=== WORK TO BE COMPLETED ===
Every record that follows must be duplicated exactly, with images left out.

■ ■ ■ ■ ■

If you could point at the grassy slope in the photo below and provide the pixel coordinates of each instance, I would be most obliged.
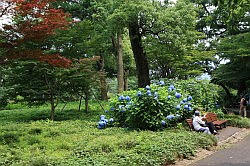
(29, 138)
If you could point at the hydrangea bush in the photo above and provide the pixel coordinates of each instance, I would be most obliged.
(157, 106)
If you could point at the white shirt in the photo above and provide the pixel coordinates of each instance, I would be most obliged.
(197, 122)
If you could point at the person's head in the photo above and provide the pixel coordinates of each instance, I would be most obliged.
(197, 113)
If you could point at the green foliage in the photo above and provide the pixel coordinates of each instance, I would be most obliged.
(238, 121)
(77, 141)
(9, 138)
(162, 104)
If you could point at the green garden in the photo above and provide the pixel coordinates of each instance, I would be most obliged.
(89, 82)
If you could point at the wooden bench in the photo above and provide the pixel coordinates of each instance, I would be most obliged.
(190, 123)
(212, 117)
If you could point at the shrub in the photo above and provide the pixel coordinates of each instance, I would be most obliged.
(35, 131)
(162, 105)
(9, 138)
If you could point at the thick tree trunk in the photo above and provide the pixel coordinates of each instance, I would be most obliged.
(52, 112)
(120, 74)
(103, 83)
(140, 57)
(241, 88)
(87, 103)
(80, 103)
(126, 73)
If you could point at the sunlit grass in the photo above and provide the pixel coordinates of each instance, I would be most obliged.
(28, 137)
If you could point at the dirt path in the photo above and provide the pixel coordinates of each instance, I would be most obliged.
(222, 144)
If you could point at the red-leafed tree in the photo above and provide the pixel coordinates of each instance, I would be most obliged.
(32, 22)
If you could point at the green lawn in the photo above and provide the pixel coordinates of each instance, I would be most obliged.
(29, 138)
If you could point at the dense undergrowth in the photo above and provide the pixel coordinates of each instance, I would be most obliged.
(29, 138)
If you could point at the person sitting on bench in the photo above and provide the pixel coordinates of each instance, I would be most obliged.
(200, 125)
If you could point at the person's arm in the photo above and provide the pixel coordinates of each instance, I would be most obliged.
(200, 121)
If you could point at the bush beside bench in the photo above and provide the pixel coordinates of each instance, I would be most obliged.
(209, 117)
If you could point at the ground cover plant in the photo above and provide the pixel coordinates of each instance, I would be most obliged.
(162, 104)
(74, 139)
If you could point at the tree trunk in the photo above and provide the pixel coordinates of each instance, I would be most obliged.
(87, 103)
(241, 88)
(103, 83)
(52, 112)
(80, 103)
(126, 72)
(120, 73)
(140, 57)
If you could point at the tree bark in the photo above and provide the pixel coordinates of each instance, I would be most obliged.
(103, 83)
(120, 73)
(140, 57)
(52, 112)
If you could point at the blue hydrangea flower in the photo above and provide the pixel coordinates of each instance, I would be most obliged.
(186, 106)
(156, 94)
(161, 83)
(111, 120)
(172, 87)
(127, 98)
(149, 93)
(139, 93)
(189, 98)
(102, 117)
(101, 125)
(121, 97)
(177, 95)
(177, 116)
(169, 117)
(121, 106)
(147, 87)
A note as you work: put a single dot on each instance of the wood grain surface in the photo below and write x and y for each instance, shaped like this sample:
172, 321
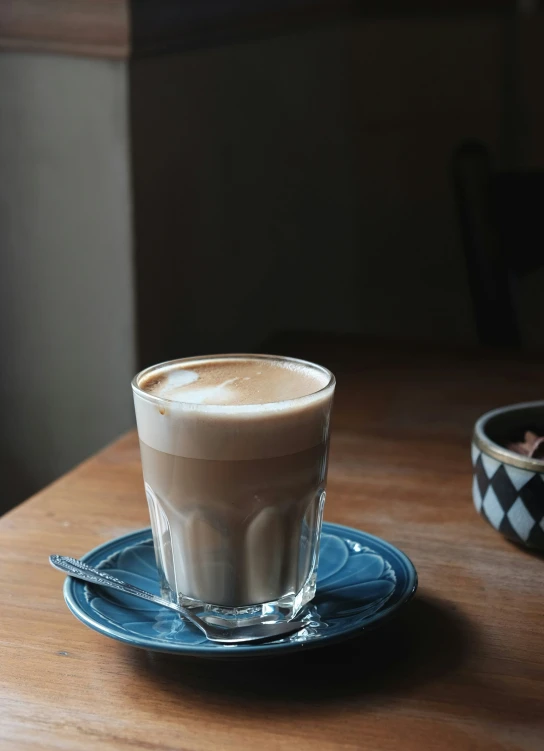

■ ■ ■ ■ ■

=== YOUR RESPONSE ===
If you could point at the grassy slope in the photo below and provide the pixel coordinates of each instance, I would be most obliged.
(29, 138)
If you could point at the hydrangea bush in the photo above and provide the pixel coordinates of each instance, I would be most obliged.
(157, 106)
If you could point at the white shirt in the photo above and provide the pixel coordinates of each instance, I would be most obliged.
(197, 122)
If you could point at the person's head in the photo above and provide the pixel coordinates of each instance, I would be most obliged.
(197, 113)
If you could point at the green foliage in the photo above and provide the pixel coordinates of each instance, I would be most obliged.
(238, 121)
(77, 141)
(9, 138)
(162, 104)
If you could point at the green garden in the photo above and provide the pixel coordinates of each instance, I would be most obliged.
(89, 82)
If you could point at the wooden bench in the photo above and provide the pixel coordinates of each instance, I would be most obliged.
(190, 123)
(212, 117)
If you could point at the shrub in the photo above and provide the pixel coordinates of each instance, I would be most obliged.
(35, 131)
(162, 105)
(9, 138)
If you could point at the thick tree trunk in the photo above and provide the pixel coordinates of each instance, I would be most obliged.
(52, 112)
(120, 74)
(103, 83)
(140, 57)
(241, 88)
(87, 103)
(80, 103)
(126, 73)
If you could point at the sunlit grass in the photo above and provide the pixel coordinates of each instance, I would be most obliged.
(28, 137)
If you could point at the dirt path in the photo above and provide the pixel coordinates of each instance, I would be most obliged.
(222, 144)
If you could point at the red-leafed tree in the photo above and provide the pixel coordinates of each instance, I would be most obliged.
(32, 22)
If you could point at the green lawn in the photo above and provide the pixel coordinates of each instance, I would be most obliged.
(29, 138)
If you could point at the dense undergrowth in the photo above and provide the pixel coordinates of each instance, I would be most obliged.
(29, 138)
If you could point at the person sitting on bench in the photo above and provide the pixel coordinates of each instance, I would be most obliged.
(200, 125)
If you could point at the person's arm in the photo above and provide the pixel coordinates of each instance, I would be most obliged.
(200, 121)
If you could point at the bush beside bench in the photo above and provide the pixel coordinates of each instance, I would be most obliged.
(209, 117)
If you could point at the ground cover plant in the photo above and provide the pixel coordinates of each instance, I would be most obliged.
(162, 104)
(74, 139)
If you could point at the tree trunk in the photo above and provide the pixel coordinates of each instance, I would be most obliged.
(87, 103)
(241, 88)
(103, 83)
(52, 112)
(80, 103)
(126, 72)
(120, 73)
(140, 57)
If you could point at the tree bark in the photo above and provide the pixel coordinates of each instance, I would be most obliged.
(103, 83)
(120, 73)
(140, 57)
(52, 112)
If you could point at the blue hydrangea flower in the photo above and provide the pixel coordinates of each instance, I would be most obliged.
(186, 106)
(156, 94)
(161, 83)
(111, 120)
(172, 87)
(127, 98)
(149, 93)
(139, 93)
(189, 98)
(102, 117)
(101, 125)
(121, 97)
(177, 95)
(177, 116)
(169, 117)
(121, 106)
(147, 87)
A note as you work: put a single dot on each instance of the wood grain surface in the photo below and write x and y for each instance, shaped like this sample:
172, 321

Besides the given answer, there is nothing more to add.